Start of Source material
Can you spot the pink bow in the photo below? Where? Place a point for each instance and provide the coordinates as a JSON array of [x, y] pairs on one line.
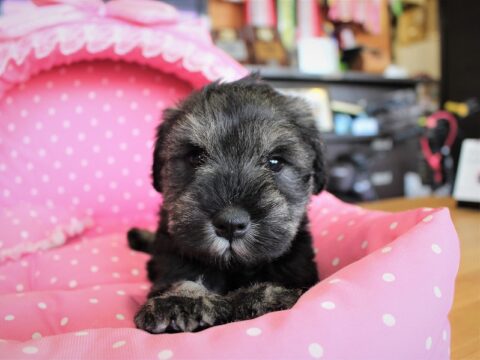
[[55, 12]]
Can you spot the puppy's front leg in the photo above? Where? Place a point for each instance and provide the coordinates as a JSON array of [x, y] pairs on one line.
[[262, 298], [184, 306]]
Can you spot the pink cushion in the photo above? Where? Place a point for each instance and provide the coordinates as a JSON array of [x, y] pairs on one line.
[[386, 292], [75, 150]]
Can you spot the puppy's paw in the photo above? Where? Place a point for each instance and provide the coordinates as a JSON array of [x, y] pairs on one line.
[[182, 314], [260, 299]]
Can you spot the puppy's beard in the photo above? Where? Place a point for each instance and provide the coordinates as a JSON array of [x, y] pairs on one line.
[[225, 252]]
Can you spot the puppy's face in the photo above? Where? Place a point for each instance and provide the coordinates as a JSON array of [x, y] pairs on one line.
[[236, 164]]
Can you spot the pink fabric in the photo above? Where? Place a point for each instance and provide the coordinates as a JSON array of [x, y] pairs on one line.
[[35, 41], [76, 143], [387, 296], [75, 155]]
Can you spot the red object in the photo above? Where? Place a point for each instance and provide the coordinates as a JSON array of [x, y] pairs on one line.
[[434, 160]]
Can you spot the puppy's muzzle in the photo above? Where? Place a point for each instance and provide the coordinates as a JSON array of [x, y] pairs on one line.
[[231, 223]]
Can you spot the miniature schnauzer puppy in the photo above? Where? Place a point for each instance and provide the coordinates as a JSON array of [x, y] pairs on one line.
[[236, 164]]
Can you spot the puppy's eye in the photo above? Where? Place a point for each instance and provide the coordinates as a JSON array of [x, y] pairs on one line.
[[275, 163], [196, 157]]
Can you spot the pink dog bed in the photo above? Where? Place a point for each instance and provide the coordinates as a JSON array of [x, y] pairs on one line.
[[75, 149]]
End of Source material
Write out all the entries again, word for word, and print no images.

Can you spot the pink bow in the photo below? Where? Place a point for each instance and provide the coordinates as a JSON array of [x, y] pairs on one line.
[[55, 12]]
Can you spot the puppy's front leg in the photo above? Where? Place a point for each instance and provide the coordinates as a JSON array of [x, y] pairs on one line.
[[262, 298], [184, 306]]
Can you spot the pink cushion in the photo above? Where? Place a point for each instance and provide the coordinates as a JSON array of [x, y] pairs on one line.
[[386, 292], [75, 150]]
Can you spot the puppy's paw in the photo above? Where? Place a point for each instance and provide the coordinates as a JSON array of [x, y] pairs on one line.
[[182, 314], [260, 299]]
Can you spot the puppy's beard in the photo above? Where? Place a point for each instance and provide the coordinates as a JSON array of [x, y] pairs on one line.
[[225, 252]]
Can you spot the puppy's face in the photo above? Where? Place a point for each instance and provide the coordinates as a JSON array of [x, y] pairs on one line.
[[236, 164]]
Can you spot the pink fabric in the photo above? Where? Place a point for each instance and provide the coordinates as a JSON array of [x, y] pairs on one line.
[[35, 41], [76, 143], [387, 296], [75, 155]]
Can you spot the red object in the photo above? Where? Place a point for each instance and provide the coordinates as a JSON array of [x, y] pairs on one line.
[[434, 160]]
Can you spot the puppy's muzzle in the photo above? Where? Place a point for each instance and provide the coordinates as a JSON array of [x, y] pairs on one line.
[[231, 223]]
Can you spot the miniature schnauzer puppy in the photo above? Where? Place a point for each instance and provide the coordinates as a JSON array of [x, y] pairs on one line.
[[236, 164]]
Can you spot the puppy's eye in the photo above? Where? Place a point for each instance and provide the coordinates as a JSON array of [x, y] pairs on one line.
[[275, 163], [196, 157]]
Can you spot the pink dog bed in the photo above? Where? Place a point for each instance and provide the coordinates as a JSON array of [x, y] pairs on one line.
[[75, 149]]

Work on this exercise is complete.